_The task_.
Update the rows from the very first line through the line containing "[(298, 173), (236, 190), (277, 186)]" by changing "exposed engine component" to "uncovered engine part", and give only those lines again with everything else unchanged.

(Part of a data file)
──────────
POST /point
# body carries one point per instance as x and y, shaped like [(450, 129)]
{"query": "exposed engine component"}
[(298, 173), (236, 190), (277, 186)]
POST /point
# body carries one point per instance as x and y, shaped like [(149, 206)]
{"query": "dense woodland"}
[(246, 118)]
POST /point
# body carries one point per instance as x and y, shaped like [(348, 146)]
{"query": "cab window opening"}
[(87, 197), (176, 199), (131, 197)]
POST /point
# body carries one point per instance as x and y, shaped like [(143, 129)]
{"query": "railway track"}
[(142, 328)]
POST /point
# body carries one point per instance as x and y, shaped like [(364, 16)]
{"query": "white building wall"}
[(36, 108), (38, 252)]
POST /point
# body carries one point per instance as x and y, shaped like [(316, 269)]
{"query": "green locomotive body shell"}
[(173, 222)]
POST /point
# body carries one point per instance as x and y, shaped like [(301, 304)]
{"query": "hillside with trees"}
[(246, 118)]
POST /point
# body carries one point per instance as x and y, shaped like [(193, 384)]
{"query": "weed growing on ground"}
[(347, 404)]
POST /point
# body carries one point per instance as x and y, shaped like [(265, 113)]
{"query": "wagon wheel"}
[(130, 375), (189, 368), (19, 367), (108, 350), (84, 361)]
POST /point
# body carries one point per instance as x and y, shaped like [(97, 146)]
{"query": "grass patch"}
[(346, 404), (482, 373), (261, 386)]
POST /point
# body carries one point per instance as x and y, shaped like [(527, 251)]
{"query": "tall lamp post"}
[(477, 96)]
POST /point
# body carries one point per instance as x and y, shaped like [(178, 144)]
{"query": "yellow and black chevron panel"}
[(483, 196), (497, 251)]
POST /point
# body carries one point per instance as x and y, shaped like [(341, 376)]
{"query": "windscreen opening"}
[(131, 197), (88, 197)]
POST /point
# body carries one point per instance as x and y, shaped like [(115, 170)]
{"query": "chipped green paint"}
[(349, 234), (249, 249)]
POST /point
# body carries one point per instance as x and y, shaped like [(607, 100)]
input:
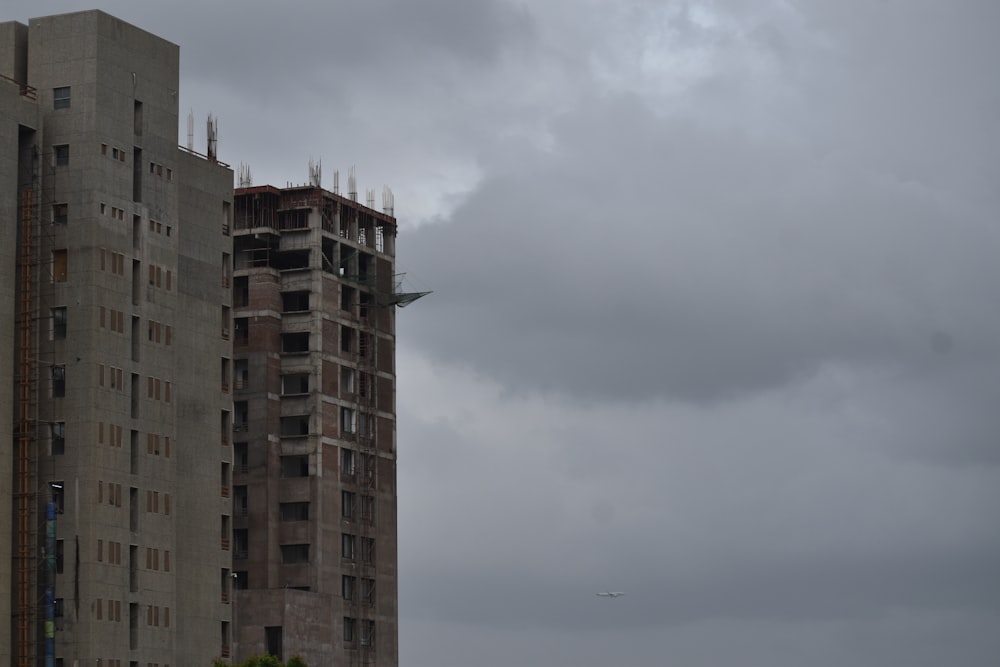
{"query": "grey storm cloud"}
[(665, 258)]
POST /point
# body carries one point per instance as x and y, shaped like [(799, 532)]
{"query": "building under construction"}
[(202, 459), (115, 288), (314, 495)]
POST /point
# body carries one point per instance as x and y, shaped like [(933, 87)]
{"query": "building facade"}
[(115, 288), (314, 428)]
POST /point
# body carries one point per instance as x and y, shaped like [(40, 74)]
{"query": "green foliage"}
[(265, 660)]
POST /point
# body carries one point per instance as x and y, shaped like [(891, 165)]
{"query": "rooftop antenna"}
[(244, 178), (213, 136), (388, 201), (315, 173)]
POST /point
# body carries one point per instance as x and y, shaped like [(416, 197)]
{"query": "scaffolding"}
[(26, 460)]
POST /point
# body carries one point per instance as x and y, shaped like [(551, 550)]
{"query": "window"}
[(58, 381), (294, 384), (347, 504), (60, 155), (367, 508), (348, 422), (58, 498), (61, 97), (347, 545), (368, 549), (295, 466), (367, 632), (292, 302), (292, 343), (347, 586), (241, 329), (59, 323), (294, 553), (59, 265), (346, 461), (295, 425), (241, 543), (346, 380), (57, 431), (294, 511)]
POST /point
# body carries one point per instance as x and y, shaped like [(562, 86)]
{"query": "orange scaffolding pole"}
[(25, 437)]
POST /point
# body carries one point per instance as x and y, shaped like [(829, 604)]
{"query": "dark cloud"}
[(641, 256)]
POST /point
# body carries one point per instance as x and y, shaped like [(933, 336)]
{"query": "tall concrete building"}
[(115, 277), (314, 426)]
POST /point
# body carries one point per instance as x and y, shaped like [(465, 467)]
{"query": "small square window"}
[(58, 434), (60, 213), (61, 97), (60, 154), (59, 266), (59, 323), (58, 381)]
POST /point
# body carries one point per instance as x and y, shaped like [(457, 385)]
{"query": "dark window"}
[(346, 461), (295, 425), (294, 511), (58, 497), (137, 117), (295, 342), (58, 431), (58, 381), (61, 97), (347, 504), (347, 586), (60, 263), (293, 302), (60, 213), (272, 637), (294, 553), (59, 323), (241, 543), (60, 154), (241, 330), (368, 549), (367, 632), (297, 383), (347, 545), (295, 466)]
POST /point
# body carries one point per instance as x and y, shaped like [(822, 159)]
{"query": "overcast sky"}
[(716, 310)]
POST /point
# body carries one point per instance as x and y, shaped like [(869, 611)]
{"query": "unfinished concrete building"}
[(115, 282), (314, 540)]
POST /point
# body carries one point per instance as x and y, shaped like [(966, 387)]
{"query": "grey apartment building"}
[(115, 288)]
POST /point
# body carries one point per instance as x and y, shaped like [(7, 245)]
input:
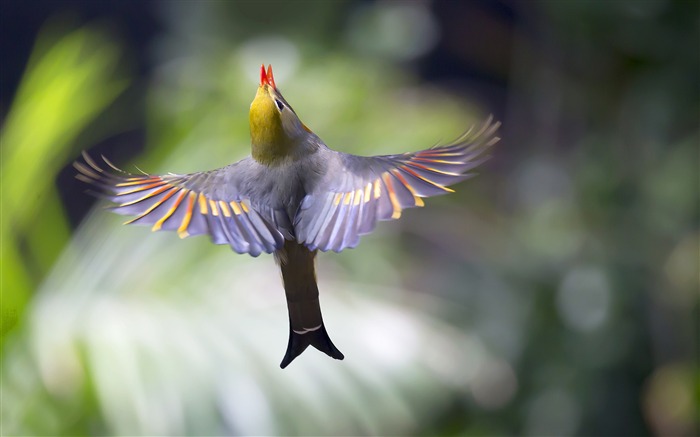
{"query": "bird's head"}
[(275, 128)]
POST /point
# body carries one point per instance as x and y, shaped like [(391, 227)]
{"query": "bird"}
[(292, 197)]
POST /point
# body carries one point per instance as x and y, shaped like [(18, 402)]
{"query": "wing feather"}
[(192, 204), (349, 202)]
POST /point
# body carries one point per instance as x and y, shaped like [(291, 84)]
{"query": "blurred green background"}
[(554, 294)]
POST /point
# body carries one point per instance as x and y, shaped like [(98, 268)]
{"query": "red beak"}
[(267, 77)]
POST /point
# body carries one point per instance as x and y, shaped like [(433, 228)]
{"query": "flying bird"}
[(292, 197)]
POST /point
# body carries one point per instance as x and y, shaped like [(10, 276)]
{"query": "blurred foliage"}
[(555, 294), (70, 79)]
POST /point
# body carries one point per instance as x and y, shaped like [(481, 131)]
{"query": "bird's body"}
[(292, 197)]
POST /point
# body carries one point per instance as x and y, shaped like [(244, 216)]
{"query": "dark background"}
[(575, 264)]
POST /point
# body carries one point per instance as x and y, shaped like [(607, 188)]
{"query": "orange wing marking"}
[(202, 204), (224, 208), (392, 196), (178, 200), (236, 207), (182, 230)]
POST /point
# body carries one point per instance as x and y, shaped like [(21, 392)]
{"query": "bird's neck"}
[(270, 144)]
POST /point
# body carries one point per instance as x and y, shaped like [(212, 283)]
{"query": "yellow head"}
[(275, 130)]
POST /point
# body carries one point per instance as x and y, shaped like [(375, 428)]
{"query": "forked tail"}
[(305, 321)]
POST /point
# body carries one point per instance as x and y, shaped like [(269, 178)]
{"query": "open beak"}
[(266, 77)]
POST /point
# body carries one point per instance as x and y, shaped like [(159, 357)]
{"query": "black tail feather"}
[(318, 339)]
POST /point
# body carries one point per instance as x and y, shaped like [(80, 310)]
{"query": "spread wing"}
[(211, 202), (362, 190)]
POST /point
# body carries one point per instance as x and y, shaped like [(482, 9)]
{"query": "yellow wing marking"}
[(214, 209), (348, 198), (377, 189), (202, 204), (236, 207), (392, 196), (358, 197), (182, 230), (224, 208), (368, 190), (159, 223)]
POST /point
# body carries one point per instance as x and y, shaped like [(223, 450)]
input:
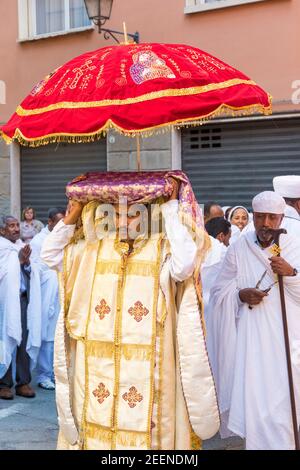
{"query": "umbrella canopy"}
[(134, 88)]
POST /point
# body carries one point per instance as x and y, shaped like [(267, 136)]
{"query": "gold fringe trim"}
[(123, 438), (171, 92), (135, 268), (100, 349), (77, 138)]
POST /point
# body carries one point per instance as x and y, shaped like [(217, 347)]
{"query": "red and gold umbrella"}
[(135, 89)]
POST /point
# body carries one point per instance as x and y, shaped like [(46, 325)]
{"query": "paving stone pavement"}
[(31, 424)]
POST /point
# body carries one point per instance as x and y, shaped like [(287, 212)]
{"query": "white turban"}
[(287, 186), (268, 202)]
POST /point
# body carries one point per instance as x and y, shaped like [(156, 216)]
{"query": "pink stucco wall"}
[(261, 39)]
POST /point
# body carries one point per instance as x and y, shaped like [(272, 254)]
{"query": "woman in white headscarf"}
[(239, 218)]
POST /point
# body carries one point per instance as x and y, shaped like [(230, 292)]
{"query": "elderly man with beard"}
[(246, 340)]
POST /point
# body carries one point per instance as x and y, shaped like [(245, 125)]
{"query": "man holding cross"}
[(246, 342)]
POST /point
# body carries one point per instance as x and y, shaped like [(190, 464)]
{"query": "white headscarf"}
[(234, 209), (269, 202)]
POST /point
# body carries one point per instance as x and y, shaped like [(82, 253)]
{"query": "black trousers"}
[(23, 375)]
──────────
_Expected output_.
POST /point
# body carries one point per instance as x and y, shaped like [(450, 129)]
{"query": "uncovered engine part"}
[(298, 173), (236, 190), (277, 186)]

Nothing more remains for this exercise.